* _Assigned task_
Your reply must consist of the data below, reproduced character for character.

BEGIN Provided data

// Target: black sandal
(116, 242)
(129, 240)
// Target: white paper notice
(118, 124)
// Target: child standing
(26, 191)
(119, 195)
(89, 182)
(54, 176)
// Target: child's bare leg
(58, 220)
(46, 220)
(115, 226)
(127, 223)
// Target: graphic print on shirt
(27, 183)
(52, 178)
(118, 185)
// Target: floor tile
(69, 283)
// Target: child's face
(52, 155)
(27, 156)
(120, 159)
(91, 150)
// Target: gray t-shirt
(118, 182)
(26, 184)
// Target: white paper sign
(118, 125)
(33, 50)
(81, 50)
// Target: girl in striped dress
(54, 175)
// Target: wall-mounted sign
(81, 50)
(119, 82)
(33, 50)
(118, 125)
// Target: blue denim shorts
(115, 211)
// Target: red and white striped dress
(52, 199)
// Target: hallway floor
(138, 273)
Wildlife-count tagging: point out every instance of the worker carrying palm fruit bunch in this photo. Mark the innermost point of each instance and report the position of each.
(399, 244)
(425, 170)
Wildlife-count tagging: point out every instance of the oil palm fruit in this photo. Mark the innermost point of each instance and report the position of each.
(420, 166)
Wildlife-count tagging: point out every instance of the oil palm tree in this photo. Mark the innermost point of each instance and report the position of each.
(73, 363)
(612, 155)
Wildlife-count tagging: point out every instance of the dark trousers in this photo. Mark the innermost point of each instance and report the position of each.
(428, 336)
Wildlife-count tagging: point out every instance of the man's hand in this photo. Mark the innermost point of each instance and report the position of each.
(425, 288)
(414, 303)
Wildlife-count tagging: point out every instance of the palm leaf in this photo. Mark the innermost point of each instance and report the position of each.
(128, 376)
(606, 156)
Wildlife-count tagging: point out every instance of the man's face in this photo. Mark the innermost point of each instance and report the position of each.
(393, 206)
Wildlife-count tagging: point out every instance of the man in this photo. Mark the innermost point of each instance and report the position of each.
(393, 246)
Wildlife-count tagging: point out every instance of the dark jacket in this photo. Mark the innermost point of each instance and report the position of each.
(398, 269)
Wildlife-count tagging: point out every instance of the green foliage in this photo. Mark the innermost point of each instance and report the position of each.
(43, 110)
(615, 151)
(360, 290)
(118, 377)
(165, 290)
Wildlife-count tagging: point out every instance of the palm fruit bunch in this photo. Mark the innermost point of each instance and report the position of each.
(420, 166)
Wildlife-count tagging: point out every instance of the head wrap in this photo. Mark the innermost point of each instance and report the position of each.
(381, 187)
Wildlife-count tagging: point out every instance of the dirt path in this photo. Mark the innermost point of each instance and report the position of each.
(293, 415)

END Provided data

* _Reply to the task_
// Target: black sandal
(116, 242)
(129, 240)
// Target: white paper notice
(118, 124)
// Target: child standing
(26, 191)
(119, 195)
(89, 182)
(54, 176)
// Target: child's bare leg
(58, 220)
(46, 220)
(115, 226)
(127, 223)
// Target: graphic print on shirt
(27, 183)
(52, 178)
(118, 185)
// Target: floor tile
(69, 283)
// Target: child's face
(52, 155)
(27, 156)
(120, 159)
(91, 150)
// Target: gray t-shirt
(118, 182)
(26, 184)
// Target: white paper sign
(118, 125)
(33, 50)
(81, 50)
// Target: girl in striped dress
(54, 175)
// Target: wall-mounted sign
(81, 50)
(119, 82)
(33, 50)
(118, 125)
// Target: blue denim shorts
(115, 211)
// Target: red and white striped dress
(52, 199)
// Target: hallway floor
(138, 273)
Wildlife-count tagging: point out every instance of the worker carrying palm fruit bunch in this photo. Mark the innermost point of each instance and report the position of each.
(399, 244)
(425, 170)
Wildlife-count tagging: point out every instance of the oil palm fruit in this photo. Mark the innermost point of each instance and report the position of each.
(420, 166)
Wildlife-count tagging: point out every instance of the oil palm tree in this photo. Mark the innermost point of each instance and report the position of each.
(73, 363)
(612, 155)
Wildlife-count tagging: point out every instance of the dark trousers in this photo. Mark the innermost point of each instance and report the position of each.
(428, 336)
Wildlife-count tagging: point out every instance of the man's hand in this photo. Mark the innermost point of each instance and report the position of each.
(425, 288)
(414, 303)
Wildlife-count tagging: point out every instance of the palm leaf in this photo. Mark the innermost point of each instance and report the position of each.
(128, 376)
(606, 156)
Wildlife-count tagging: point out every instance of the man's face in this photo. Mark the innermost point of each instance and report the position of each.
(393, 206)
Wildlife-count tagging: point out every instance of the man in this photo. Mark the innermost point of each instance and report the position of each.
(393, 246)
Wildlife-count tagging: point out every instance of the dark jacket in this photo. Mark the innermost point of each instance and report the position of each.
(398, 269)
Wildlife-count tagging: point out every instance of the green foliage in this photo. Mark the innermost point of each instance and report the position of each.
(43, 110)
(615, 151)
(360, 290)
(118, 377)
(165, 290)
Wildlife-count tagging: point out every instance of the palm fruit bunch in this photo. Mark the innermost point of each instance and report the position of each.
(420, 166)
Wildlife-count tagging: point out every instance of the head wrap in this photo. Mark the innermost point of each instance and report the position of each.
(381, 187)
Wildlife-count tagging: point out every instance of the dirt path in this photo. Mark the innermost point of each instance and report the position of each.
(293, 415)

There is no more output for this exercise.